## Excerpt to read
++++++++
Get help on the command line options for ``ppserver``::

    $ ppserver --help
    Parallel Python Network Server (pp-1.7.6.9)
    Usage: ppserver [-hdar] [-f format] [-n proto] [-c config_path] [-i interface] [-b broadcast] [-p port] [-w nworkers] [-s secret] [-t seconds] [-k seconds] [-P pid_file]

    Options: 
    -h                 : this help message
    -d                 : set log level to debug
    -f format          : log format
    -a                 : enable auto-discovery service
    -r                 : restart worker process after each task completion
    -n proto           : protocol number for pickle module
    -c path            : path to config file
    -i interface       : interface to listen
    -b broadcast       : broadcast address for auto-discovery service
    -p port            : port to listen
    -w nworkers        : number of workers to start
    -s secret          : secret for authentication
    -t seconds         : timeout to exit if no connections with clients exist
    -k seconds         : socket timeout in seconds
    -P pid_file        : file to write PID to

    To print server stats send SIGUSR1 to its main process (unix only). 

    Due to the security concerns always use a non-trivial secret key.
    Secret key set by -s switch will override secret key assigned by
    pp_secret variable in .pythonrc.py


More Information
================

Probably the best way to get started is to look at the documentation at
http://ppft.rtfd.io. Also, you can see a set of example scripts in
``ppft.tests``. You can run the test suite with ``python -m ppft.tests``.
++++++++
[Contour labeling items]
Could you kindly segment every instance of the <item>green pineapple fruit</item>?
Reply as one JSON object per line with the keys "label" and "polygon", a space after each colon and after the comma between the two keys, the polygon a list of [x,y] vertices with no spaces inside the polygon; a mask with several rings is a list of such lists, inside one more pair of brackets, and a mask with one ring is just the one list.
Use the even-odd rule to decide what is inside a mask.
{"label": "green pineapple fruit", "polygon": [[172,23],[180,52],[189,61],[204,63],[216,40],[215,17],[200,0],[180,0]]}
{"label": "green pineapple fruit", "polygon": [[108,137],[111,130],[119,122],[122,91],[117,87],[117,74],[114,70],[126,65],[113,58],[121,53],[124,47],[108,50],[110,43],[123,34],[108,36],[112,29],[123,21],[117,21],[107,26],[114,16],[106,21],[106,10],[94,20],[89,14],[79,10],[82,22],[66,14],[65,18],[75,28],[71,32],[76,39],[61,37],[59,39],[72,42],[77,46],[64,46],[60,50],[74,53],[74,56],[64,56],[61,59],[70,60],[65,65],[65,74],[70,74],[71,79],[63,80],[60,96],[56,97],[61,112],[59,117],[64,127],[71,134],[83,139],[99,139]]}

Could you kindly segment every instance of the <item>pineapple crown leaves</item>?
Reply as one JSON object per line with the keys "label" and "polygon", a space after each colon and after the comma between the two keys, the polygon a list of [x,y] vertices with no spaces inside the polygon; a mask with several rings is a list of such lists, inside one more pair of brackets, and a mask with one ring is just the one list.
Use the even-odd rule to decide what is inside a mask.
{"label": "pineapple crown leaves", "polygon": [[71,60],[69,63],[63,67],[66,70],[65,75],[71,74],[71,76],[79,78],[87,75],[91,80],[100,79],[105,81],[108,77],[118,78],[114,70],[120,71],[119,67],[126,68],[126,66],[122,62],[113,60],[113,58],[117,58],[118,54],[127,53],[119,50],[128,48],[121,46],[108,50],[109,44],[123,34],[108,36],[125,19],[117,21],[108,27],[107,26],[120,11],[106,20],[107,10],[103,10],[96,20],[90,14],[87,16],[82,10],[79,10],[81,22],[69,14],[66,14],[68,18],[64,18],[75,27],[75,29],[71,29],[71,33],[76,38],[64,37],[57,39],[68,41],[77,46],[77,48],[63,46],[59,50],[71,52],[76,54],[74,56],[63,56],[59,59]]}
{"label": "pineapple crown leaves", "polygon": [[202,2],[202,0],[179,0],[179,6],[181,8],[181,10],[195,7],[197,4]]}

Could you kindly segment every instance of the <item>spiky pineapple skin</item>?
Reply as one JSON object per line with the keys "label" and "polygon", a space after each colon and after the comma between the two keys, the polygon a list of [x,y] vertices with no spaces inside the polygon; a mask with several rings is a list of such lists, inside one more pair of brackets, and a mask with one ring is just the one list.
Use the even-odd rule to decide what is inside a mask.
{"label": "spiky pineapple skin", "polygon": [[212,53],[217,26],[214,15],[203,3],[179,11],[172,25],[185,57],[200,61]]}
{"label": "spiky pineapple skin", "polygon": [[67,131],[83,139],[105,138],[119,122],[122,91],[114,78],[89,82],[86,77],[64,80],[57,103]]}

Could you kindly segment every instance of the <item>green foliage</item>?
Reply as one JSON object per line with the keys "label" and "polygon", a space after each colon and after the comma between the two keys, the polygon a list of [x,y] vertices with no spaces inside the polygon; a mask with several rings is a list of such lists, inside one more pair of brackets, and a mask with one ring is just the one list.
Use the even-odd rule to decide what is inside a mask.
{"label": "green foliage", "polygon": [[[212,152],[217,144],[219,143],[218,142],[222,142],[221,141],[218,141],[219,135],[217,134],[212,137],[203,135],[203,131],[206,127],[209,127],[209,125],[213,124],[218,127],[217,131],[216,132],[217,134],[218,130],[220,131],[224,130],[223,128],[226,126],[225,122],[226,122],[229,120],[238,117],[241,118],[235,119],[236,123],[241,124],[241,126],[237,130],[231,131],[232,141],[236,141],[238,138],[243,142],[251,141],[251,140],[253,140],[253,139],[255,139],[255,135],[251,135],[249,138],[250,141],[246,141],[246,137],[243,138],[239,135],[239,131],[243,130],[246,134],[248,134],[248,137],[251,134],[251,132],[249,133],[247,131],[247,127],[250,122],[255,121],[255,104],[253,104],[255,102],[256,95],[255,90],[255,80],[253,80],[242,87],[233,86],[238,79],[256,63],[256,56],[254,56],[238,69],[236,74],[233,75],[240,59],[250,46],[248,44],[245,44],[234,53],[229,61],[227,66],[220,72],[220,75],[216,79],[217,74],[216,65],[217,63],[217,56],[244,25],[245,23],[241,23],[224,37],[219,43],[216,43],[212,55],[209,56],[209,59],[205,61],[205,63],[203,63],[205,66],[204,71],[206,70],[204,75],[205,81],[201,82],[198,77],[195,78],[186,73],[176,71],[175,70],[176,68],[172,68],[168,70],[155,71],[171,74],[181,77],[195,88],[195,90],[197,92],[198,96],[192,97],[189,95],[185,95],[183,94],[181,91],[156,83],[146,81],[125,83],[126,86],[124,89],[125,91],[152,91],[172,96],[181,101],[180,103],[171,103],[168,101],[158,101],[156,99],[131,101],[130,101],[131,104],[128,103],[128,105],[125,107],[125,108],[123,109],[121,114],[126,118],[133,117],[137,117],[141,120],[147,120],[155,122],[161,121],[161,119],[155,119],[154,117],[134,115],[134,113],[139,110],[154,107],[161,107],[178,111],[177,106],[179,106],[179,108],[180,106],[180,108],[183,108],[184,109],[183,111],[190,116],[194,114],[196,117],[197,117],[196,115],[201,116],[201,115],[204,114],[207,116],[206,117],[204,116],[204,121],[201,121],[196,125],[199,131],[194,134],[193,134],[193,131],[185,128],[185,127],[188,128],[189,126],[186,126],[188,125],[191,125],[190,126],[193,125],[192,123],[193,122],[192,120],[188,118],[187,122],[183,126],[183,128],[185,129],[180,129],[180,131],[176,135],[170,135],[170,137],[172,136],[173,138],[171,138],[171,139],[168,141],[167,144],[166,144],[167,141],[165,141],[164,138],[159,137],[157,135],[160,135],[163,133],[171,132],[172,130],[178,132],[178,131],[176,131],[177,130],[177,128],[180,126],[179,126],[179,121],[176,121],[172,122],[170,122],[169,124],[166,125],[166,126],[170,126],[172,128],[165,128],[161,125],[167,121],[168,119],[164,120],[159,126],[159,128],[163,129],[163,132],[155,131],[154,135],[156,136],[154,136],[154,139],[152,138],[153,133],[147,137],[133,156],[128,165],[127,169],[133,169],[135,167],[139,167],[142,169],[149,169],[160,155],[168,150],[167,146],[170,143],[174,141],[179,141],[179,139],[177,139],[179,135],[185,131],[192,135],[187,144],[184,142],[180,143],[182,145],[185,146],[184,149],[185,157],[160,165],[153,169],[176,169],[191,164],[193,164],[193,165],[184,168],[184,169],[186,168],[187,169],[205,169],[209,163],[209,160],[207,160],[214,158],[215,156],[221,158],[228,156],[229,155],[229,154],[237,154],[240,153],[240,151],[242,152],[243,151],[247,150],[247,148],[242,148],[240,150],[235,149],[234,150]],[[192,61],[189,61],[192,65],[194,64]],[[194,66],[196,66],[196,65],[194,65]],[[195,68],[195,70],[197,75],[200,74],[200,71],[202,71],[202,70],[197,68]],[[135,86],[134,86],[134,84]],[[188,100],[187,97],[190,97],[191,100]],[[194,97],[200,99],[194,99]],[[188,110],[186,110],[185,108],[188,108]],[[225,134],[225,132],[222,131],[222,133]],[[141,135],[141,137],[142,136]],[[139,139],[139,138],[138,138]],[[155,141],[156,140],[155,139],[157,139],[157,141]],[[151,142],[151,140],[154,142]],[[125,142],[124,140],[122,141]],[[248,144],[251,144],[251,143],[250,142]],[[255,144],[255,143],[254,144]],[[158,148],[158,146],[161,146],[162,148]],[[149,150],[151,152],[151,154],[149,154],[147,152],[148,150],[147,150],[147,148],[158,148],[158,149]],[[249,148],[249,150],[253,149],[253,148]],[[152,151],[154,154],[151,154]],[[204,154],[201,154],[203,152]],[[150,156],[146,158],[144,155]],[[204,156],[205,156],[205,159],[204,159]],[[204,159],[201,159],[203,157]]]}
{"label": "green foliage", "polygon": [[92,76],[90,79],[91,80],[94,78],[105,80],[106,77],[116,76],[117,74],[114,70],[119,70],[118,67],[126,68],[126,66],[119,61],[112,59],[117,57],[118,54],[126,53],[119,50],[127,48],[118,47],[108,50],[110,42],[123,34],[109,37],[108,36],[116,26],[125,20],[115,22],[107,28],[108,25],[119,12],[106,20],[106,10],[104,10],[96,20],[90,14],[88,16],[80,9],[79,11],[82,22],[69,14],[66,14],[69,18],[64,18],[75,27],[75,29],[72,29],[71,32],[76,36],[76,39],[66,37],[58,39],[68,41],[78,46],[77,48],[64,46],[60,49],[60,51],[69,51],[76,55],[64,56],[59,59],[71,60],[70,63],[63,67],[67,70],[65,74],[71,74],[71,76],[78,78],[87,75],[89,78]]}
++++++++
## Required work
In the options listing of the ppserver excerpt, which options take no argument? Give each with its description. Rely only on the ppserver excerpt.

## Result for this task
-h: this help message
-d: set log level to debug
-a: enable auto-discovery service
-r: restart worker process after each task completion